*The tasks*.
1) In the passage on subway history below, write out the text from "Groundbreaking work got" up to and including "in the city.".
2) In the passage on subway history below, what nickname was given to the new trains used on Line 2?

*Selected passage*.
During this time, accidents also began to drop -- from a 1995 relative high of 23 accidents per year to just one accident in 1999. However, accidents re-emerged in 2007 and 2008 on Lines 1 and 2, where the lack of platform screen doors meant that a few (but increasing number of) passengers fell into the tracks as the result of an overcrowded platform.
Signage in the Subway system were changed twice, once in 2002 and again in 2008. The 2002 changes added in more complete English-language signs, removed the old, clunky signs that, at times, saw Chinese characters put in opposite directions, and added exit letters instead of referring to exits as (for example) "North Side Hall Exits". The 2008 signage revamp put all signs on par with standards seen in Line 5, which began with the new signage standards already on Day 1. Station names were also added outside every station, and line numbers were added onto the signs. (Signs have already been updated for all of Lines 1 and 2, and are picking up on Line 13 and the Batong Line).
Due to the new Line 5 and the even lower Subway fare, Subway ridership exploded nearly immediately after October 7, 2007. As a result, the old problem of doors closing without alerts had to be solved. Beginning October 15, 2007, on Subway Lines 1 (and Batong), 2 and 13, new alarms were installed. The alarms are short bell rings that sound just before the doors are about to close on the trains. Line 5 had integrated alarms and therefore did not get new alarms installed.
On November 7, 2007, new trains were used for the first time in Subway Lines 1 and 2. By July 2008, nearly all Line 2 trains were using the new trains, nicknamed "The Plaster"; Line 1 trains started featuring more and more new trains, too, nicknamed "The Red Bullet" or (amongst locals) the "Lifeless Stick", owing to a poor design where a handle stick got in the way of Subway passengers boarding and exiting the train.
Groundbreaking work got underway on Subway Lines 6 (Stage 1; Wulu - Caofang), 8 (Stage 2: Huoying North - Forest Park and Beitucheng - Meishuguandongjie) and 10 (Stage 2: Jinsong - Wanliu via south Beijing), and the Daxing and Yizhuang Lines. This heralded the start of a massive Subway construction project in the city.

*Information supplied*.
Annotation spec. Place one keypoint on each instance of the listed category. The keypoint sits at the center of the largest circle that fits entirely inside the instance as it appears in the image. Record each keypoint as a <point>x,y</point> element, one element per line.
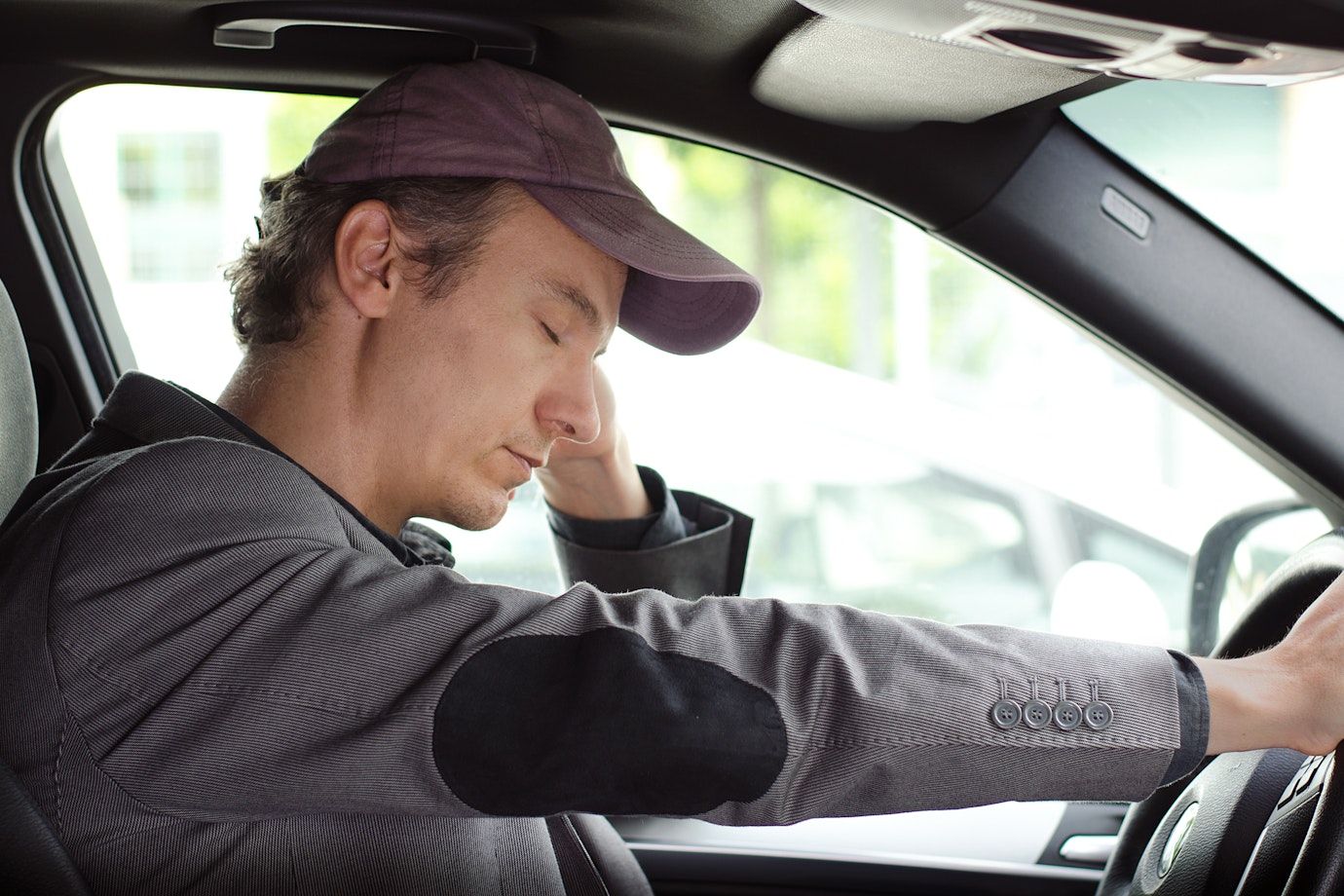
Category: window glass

*Task-by-task outputs*.
1)
Groundbreaking work got underway on Subway Lines 6 (Stage 1; Wulu - Caofang), 8 (Stage 2: Huoying North - Forest Park and Beitucheng - Meishuguandongjie) and 10 (Stage 2: Jinsong - Wanliu via south Beijing), and the Daxing and Yizhuang Lines. This heralded the start of a massive Subway construction project in the city.

2) "The Plaster"